## [WRITTEN REQUEST]
Below are the records. Restate word for word every line from the one that contains "Point to the white wall." through the final line, both included.

## [SUPPLIED DATA]
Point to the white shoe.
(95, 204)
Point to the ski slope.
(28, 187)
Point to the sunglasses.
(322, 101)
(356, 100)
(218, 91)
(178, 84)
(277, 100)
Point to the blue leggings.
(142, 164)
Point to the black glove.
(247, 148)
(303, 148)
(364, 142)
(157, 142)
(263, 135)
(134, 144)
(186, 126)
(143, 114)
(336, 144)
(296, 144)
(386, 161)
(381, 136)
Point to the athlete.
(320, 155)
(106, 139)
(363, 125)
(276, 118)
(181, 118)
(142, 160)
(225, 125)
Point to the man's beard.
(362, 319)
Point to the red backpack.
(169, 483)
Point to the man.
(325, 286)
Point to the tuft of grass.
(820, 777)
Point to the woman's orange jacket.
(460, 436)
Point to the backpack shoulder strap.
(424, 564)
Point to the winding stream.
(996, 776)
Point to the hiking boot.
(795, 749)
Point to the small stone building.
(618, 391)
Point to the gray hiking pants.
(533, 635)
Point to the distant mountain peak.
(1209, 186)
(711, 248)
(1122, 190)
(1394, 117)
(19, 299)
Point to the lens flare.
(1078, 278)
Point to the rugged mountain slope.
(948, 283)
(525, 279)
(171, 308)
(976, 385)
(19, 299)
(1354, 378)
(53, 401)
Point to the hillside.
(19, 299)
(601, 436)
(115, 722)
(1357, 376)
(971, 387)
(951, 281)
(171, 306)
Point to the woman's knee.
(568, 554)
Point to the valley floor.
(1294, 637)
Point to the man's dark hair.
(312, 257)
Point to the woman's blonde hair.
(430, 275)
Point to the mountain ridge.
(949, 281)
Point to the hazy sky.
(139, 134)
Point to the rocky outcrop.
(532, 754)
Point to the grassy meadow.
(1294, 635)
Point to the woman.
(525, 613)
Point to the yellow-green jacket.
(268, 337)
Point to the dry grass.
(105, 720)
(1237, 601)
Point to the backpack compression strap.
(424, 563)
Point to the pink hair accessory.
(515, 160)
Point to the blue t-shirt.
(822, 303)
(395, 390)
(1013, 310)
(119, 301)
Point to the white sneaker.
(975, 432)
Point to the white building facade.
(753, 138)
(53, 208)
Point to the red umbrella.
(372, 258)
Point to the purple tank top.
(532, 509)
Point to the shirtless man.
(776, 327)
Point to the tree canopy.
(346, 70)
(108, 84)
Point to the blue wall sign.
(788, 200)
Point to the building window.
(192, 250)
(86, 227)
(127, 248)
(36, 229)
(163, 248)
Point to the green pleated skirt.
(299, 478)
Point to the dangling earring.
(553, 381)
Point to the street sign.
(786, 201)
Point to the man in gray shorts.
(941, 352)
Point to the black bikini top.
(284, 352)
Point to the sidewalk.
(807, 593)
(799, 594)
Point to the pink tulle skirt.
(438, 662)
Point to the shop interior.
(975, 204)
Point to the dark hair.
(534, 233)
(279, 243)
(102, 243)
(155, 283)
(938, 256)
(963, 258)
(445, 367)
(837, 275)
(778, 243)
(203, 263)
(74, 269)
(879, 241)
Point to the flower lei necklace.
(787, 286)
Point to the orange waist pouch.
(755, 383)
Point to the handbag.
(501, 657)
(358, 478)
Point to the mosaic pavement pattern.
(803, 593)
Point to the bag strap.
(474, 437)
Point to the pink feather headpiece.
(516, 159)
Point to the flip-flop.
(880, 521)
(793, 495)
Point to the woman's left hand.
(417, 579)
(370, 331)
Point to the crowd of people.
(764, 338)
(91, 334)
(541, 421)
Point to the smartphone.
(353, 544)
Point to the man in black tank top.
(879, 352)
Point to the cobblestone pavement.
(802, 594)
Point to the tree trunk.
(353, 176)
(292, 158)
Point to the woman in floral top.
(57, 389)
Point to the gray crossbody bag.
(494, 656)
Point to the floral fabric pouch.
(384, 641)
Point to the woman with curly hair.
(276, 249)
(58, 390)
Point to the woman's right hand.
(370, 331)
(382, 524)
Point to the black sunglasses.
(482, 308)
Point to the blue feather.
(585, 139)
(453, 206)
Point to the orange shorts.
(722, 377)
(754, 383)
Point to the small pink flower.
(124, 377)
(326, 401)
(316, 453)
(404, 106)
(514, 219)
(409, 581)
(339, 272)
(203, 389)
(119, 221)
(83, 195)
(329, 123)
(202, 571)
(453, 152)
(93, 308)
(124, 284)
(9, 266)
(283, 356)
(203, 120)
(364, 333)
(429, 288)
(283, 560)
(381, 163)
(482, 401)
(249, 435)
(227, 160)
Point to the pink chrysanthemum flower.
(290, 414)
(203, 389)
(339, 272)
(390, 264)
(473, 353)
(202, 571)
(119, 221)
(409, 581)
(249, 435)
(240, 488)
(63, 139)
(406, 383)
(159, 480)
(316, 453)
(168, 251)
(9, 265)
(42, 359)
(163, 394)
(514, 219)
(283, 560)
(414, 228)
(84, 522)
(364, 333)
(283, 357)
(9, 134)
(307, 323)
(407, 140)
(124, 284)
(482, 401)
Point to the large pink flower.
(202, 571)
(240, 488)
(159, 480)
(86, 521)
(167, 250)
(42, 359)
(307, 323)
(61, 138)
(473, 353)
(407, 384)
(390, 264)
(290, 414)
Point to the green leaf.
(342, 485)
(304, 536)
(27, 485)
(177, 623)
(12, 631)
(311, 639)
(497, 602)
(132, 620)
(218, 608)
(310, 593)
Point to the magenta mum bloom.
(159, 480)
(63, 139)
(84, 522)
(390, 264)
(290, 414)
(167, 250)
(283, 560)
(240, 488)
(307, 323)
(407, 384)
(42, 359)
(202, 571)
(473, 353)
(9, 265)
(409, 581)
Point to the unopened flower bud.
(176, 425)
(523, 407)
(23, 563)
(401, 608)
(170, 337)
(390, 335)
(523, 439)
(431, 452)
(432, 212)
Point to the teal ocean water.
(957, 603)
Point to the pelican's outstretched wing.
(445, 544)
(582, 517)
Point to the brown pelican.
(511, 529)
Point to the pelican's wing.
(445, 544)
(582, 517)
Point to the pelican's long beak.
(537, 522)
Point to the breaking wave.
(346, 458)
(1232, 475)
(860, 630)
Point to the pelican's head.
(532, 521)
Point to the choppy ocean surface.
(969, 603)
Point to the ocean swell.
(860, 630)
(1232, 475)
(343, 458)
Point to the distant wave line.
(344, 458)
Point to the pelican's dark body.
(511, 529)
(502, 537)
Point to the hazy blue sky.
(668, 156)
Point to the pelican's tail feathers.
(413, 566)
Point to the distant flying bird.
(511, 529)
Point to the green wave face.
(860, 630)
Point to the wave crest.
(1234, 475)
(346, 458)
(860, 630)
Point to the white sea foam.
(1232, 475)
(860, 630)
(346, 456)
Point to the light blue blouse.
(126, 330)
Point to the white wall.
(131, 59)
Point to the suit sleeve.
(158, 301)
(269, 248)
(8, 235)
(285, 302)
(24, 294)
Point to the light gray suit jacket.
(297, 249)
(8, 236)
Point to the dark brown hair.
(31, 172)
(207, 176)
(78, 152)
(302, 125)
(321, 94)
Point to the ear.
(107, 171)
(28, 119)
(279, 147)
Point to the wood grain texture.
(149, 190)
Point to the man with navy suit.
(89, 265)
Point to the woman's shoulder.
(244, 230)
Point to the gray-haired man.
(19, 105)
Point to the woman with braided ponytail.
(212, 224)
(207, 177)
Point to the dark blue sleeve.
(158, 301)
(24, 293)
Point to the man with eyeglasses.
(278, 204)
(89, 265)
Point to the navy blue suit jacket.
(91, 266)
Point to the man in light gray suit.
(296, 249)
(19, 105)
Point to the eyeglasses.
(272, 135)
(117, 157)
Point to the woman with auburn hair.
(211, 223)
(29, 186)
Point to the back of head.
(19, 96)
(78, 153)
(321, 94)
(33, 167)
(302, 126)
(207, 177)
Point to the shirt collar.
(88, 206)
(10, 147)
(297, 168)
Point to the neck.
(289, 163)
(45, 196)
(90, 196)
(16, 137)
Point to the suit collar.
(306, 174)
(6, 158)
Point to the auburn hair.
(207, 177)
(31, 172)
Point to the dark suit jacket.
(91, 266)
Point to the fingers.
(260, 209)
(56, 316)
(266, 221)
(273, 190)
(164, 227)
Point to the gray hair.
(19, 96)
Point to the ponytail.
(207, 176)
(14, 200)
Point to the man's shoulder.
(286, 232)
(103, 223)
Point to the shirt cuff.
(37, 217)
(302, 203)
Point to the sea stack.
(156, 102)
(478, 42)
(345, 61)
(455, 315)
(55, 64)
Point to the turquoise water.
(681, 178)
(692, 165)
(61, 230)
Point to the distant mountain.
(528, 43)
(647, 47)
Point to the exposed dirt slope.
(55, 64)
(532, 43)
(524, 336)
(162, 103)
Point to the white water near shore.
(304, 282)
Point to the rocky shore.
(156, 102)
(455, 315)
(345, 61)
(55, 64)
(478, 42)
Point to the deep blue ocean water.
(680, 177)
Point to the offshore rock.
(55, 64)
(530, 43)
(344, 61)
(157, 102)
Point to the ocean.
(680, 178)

## [COMPLETED TASK]
Point to the white wall.
(131, 59)
Point to the suit sleeve.
(158, 301)
(269, 248)
(8, 235)
(285, 302)
(24, 294)
Point to the light gray suit jacket.
(297, 249)
(8, 236)
Point to the dark brown hair.
(31, 172)
(207, 176)
(78, 152)
(302, 125)
(321, 94)
Point to the ear.
(107, 171)
(28, 119)
(279, 147)
Point to the wood grain texture.
(149, 190)
Point to the man with navy suit.
(89, 265)
Point to the woman's shoulder.
(244, 230)
Point to the gray-haired man.
(19, 105)
Point to the woman with braided ponytail.
(212, 224)
(207, 177)
Point to the dark blue sleeve.
(158, 301)
(24, 293)
Point to the man with eyeglasses.
(278, 204)
(89, 265)
Point to the navy blue suit jacket.
(91, 266)
Point to the man in light gray suit.
(296, 249)
(19, 105)
Point to the eyeglasses.
(272, 135)
(117, 157)
Point to the woman with auburn hair.
(211, 223)
(29, 186)
Point to the back of head.
(19, 96)
(78, 153)
(321, 94)
(33, 167)
(302, 126)
(207, 177)
Point to the shirt collar.
(88, 206)
(10, 147)
(297, 168)
Point to the neck.
(289, 163)
(45, 196)
(90, 196)
(16, 137)
Point to the suit collar.
(306, 174)
(6, 158)
Point to the auburn hair.
(207, 177)
(31, 172)
Point to the dark suit jacket.
(91, 266)
Point to the fingers.
(260, 209)
(56, 316)
(266, 221)
(273, 190)
(164, 227)
Point to the gray hair.
(19, 96)
Point to the ponytail.
(207, 176)
(14, 200)
Point to the man's shoulder.
(286, 232)
(103, 223)
Point to the shirt cuff.
(37, 217)
(302, 203)
Point to the sea stack.
(156, 102)
(478, 42)
(345, 61)
(455, 315)
(55, 64)
Point to the turquoise water.
(681, 178)
(692, 165)
(61, 230)
Point to the distant mountain.
(528, 43)
(647, 47)
Point to the exposed dirt slope.
(55, 64)
(532, 43)
(524, 336)
(162, 103)
Point to the white water near shore.
(304, 282)
Point to the rocky shore.
(156, 102)
(455, 315)
(345, 61)
(55, 64)
(478, 42)
Point to the deep blue ocean water.
(680, 177)
Point to the offshore rock.
(55, 64)
(530, 43)
(344, 61)
(157, 102)
Point to the ocean.
(680, 178)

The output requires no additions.